**Aim**
Quote everything from "Abdallah al-Battal (عبدالله" down to "as Battal Gazi." in the Abdallah al-Battal article word for word.

**Quoted passage**
-- begin --

- Native name: عبدالله البطال
- Died: 740 Akroinon
- Allegiance: Umayyad Caliphate
- Service years: ca. 727–740
- Wars: Arab–Byzantine Wars

= Abdallah al-Battal =

Muslim Arab military general (died 740)

Abdallah al-Battal (عبدالله البطال; died in 740) was a Muslim commander in the Arab–Byzantine Wars of the early 8th century, participating in several of the campaigns launched by the Umayyad Caliphate against the Byzantine Empire. Historical facts about his life are sparse, but in Anatolia, a legendary tradition grew around him after his death, and he became a famous figure in Turkish epic literature as Battal Gazi.

-- end --

**Records supplied**
-- begin --

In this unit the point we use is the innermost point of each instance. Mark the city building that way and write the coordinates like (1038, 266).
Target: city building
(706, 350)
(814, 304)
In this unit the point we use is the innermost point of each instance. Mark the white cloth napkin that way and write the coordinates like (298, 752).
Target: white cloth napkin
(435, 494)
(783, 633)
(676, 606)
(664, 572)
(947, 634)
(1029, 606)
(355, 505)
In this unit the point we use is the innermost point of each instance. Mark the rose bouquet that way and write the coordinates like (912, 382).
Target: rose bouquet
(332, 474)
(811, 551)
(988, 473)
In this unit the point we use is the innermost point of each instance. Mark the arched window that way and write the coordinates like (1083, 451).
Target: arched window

-- end --
-- begin --

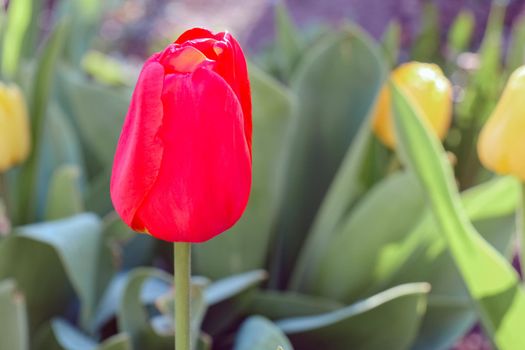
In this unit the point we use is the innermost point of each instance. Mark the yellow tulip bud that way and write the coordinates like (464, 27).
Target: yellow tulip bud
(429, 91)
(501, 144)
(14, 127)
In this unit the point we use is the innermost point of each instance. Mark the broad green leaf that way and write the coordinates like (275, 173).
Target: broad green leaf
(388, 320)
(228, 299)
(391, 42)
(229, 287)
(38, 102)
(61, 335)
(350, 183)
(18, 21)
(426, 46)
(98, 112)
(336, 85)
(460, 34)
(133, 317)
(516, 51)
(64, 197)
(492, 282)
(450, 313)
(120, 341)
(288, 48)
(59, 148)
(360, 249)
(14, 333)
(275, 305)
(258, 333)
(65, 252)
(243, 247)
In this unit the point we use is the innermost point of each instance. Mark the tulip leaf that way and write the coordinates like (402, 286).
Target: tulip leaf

-- end --

**Full response**
Abdallah al-Battal (عبدالله البطال; died in 740) was a Muslim commander in the Arab–Byzantine Wars of the early 8th century, participating in several of the campaigns launched by the Umayyad Caliphate against the Byzantine Empire. Historical facts about his life are sparse, but in Anatolia, a legendary tradition grew around him after his death, and he became a famous figure in Turkish epic literature as Battal Gazi.